== Task to carry out ==
Look in the listing below for the line that has "concrete barrier wall?", then return it and each following line up to and including the one with "white sign board?", exactly and without pictures.
Segment Open
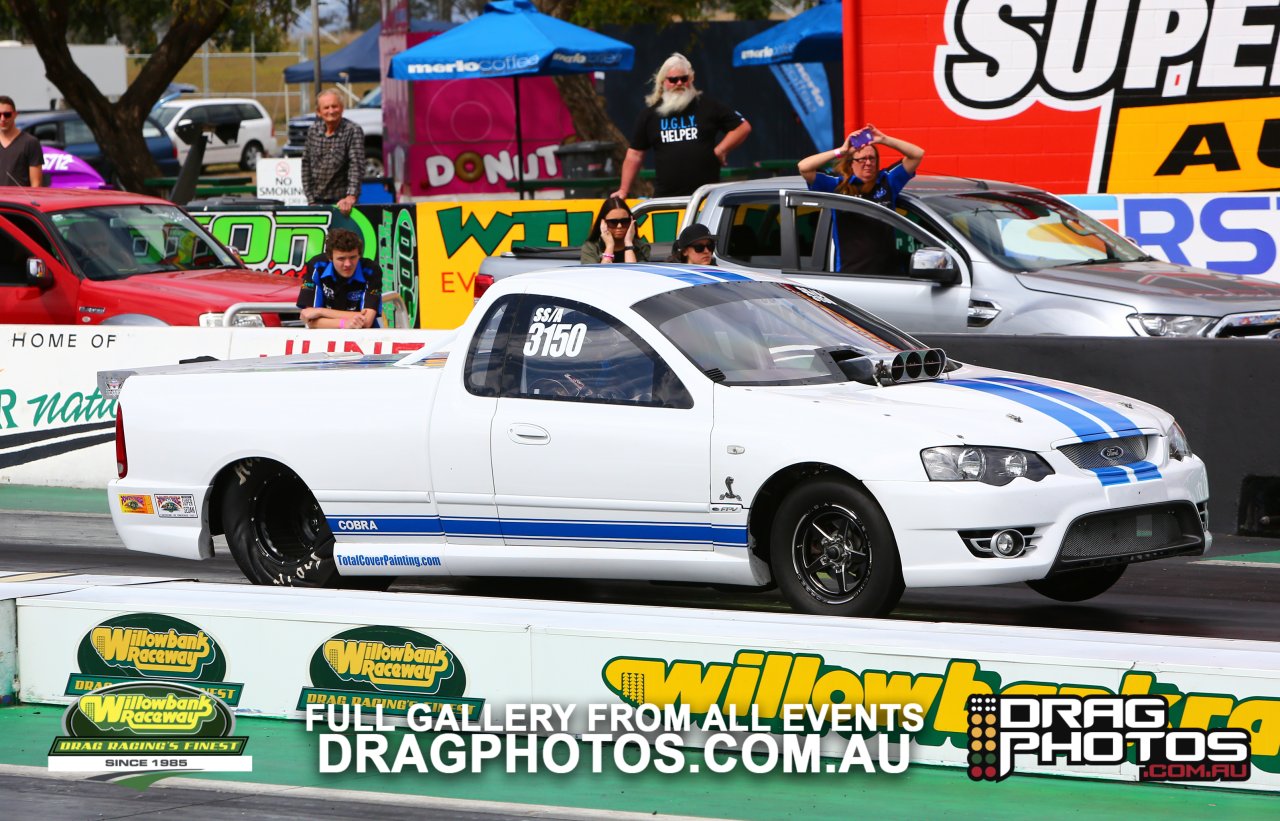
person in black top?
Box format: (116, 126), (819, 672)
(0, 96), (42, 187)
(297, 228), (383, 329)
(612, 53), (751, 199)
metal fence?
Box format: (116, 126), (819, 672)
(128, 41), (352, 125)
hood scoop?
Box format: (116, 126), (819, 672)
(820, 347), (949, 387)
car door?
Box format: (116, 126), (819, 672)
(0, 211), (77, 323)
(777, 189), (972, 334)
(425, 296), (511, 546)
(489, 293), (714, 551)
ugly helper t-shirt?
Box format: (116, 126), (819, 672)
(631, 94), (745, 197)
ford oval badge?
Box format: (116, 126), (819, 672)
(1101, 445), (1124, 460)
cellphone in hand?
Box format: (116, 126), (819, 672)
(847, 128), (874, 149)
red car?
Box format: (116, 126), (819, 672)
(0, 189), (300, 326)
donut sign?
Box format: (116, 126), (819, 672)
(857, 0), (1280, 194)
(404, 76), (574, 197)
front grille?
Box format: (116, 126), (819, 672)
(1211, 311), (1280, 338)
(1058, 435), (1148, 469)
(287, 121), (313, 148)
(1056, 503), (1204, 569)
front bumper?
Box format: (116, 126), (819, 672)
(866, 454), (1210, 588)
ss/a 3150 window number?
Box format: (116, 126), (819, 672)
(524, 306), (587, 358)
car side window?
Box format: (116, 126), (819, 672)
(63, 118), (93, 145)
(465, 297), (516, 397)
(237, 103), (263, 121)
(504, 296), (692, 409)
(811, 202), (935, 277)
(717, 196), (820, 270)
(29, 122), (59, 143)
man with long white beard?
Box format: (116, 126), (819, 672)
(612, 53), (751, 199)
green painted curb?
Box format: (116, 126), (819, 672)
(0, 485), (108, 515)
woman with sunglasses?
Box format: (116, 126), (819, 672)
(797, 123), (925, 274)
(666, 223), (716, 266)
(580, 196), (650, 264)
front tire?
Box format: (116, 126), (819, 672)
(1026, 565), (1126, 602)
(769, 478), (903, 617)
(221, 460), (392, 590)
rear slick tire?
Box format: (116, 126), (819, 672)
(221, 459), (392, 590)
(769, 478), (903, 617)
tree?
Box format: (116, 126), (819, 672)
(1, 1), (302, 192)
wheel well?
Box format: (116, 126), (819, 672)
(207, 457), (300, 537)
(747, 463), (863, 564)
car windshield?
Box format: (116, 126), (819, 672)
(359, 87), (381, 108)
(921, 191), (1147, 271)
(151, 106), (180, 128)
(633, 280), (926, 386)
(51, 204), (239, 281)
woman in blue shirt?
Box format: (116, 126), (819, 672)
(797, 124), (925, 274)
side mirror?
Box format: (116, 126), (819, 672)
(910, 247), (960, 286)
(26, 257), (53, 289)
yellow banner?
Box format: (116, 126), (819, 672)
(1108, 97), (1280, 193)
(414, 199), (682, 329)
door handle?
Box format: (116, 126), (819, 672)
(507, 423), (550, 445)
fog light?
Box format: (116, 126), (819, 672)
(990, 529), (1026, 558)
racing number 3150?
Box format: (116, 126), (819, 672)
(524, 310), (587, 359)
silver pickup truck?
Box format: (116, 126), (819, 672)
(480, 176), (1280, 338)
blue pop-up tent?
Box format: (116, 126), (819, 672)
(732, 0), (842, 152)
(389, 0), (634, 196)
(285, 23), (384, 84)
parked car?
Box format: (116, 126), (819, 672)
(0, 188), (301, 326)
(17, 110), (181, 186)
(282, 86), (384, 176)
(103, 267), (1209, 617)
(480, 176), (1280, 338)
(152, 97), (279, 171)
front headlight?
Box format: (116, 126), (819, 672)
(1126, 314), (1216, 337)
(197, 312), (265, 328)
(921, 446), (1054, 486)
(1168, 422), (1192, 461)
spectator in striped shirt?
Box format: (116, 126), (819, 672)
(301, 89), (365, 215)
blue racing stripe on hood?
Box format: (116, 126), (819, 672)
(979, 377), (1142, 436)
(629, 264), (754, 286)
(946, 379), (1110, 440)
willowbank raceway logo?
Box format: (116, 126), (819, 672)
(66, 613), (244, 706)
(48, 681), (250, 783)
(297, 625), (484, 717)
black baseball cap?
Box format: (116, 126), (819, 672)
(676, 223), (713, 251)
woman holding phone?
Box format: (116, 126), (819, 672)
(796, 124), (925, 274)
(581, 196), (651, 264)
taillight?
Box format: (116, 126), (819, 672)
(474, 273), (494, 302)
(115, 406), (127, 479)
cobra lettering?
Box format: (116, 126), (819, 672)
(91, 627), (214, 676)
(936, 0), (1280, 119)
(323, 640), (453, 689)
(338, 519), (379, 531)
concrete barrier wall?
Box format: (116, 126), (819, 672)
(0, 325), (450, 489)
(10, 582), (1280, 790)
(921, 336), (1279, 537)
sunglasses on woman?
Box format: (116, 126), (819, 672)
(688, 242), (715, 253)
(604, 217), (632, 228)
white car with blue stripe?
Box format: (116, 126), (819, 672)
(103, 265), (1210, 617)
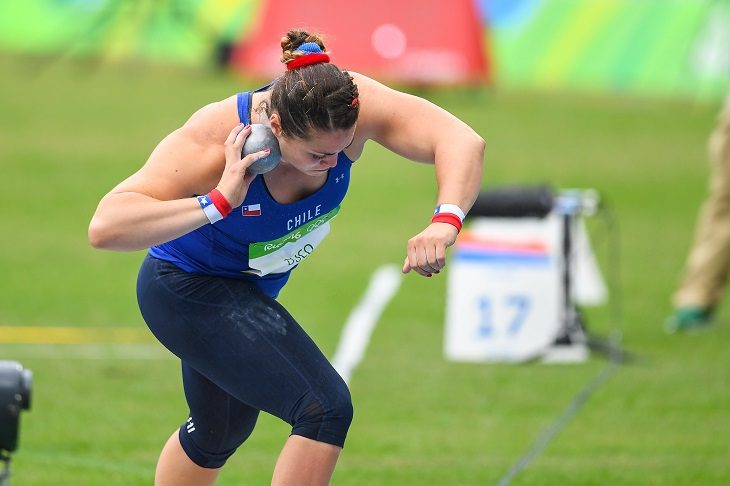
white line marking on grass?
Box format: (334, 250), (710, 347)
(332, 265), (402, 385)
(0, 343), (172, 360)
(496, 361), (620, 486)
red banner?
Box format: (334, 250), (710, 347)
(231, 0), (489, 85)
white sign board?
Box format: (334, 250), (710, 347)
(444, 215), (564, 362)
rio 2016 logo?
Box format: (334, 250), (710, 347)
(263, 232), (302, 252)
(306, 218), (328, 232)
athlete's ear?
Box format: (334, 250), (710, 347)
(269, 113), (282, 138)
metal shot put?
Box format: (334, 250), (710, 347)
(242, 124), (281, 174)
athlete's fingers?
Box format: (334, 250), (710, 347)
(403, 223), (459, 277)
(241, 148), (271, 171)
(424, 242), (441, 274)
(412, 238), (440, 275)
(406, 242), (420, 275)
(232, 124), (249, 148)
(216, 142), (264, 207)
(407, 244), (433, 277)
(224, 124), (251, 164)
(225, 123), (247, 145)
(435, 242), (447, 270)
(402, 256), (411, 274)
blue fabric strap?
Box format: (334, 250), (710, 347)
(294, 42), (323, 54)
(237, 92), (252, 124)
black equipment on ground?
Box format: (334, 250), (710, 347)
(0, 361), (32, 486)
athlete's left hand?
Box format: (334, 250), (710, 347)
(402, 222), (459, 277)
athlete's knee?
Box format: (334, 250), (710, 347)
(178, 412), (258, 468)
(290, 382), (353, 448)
Segment Closed
== Response to this exercise ==
concrete barrier wall?
Box format: (116, 126), (819, 672)
(0, 325), (450, 489)
(10, 582), (1280, 790)
(921, 336), (1279, 537)
sunglasses on woman?
Box format: (116, 126), (819, 672)
(688, 242), (715, 253)
(604, 217), (632, 228)
white car with blue stripe?
Box format: (116, 126), (819, 672)
(103, 265), (1210, 617)
white line marking on grass?
Box format: (334, 250), (710, 347)
(332, 265), (402, 385)
(0, 343), (172, 360)
(496, 361), (620, 486)
red banner?
Box format: (334, 250), (710, 347)
(231, 0), (489, 85)
white sign board?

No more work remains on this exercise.